*** Opening of SOURCE DATA ***

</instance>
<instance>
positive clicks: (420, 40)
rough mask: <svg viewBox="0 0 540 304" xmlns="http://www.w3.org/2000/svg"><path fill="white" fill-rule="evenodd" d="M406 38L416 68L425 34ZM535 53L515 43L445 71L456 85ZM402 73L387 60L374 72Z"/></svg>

*** Close of SOURCE DATA ***
*** Opening of SOURCE DATA ***

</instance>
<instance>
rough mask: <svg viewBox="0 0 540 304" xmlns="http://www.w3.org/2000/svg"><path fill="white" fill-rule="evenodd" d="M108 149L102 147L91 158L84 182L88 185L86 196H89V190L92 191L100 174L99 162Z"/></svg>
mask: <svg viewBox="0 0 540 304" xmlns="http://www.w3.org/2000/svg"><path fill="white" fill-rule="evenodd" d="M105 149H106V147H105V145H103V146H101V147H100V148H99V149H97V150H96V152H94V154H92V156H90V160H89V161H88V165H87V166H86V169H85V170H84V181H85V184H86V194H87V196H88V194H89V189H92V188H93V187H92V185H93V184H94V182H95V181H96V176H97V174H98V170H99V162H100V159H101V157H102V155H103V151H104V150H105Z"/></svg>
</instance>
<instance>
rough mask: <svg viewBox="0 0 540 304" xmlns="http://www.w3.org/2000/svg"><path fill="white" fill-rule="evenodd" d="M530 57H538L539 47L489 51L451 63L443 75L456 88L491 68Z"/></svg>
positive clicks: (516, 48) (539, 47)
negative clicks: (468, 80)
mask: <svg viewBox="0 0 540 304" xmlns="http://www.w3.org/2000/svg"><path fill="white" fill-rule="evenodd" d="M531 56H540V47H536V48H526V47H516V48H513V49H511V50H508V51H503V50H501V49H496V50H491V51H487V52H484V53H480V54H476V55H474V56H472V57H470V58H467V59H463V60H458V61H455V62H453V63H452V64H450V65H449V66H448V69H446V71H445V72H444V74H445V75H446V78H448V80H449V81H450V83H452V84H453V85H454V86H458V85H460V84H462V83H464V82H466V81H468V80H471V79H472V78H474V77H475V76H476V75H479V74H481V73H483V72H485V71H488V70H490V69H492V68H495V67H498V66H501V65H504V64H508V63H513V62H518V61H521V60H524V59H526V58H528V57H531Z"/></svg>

*** Close of SOURCE DATA ***

* _EXERCISE DETAILS_
Which lines of the listing contain the string "positive", matching case exactly? Report each of those lines in full.

* _OUTPUT_
positive clicks: (420, 40)
positive clicks: (516, 48) (539, 47)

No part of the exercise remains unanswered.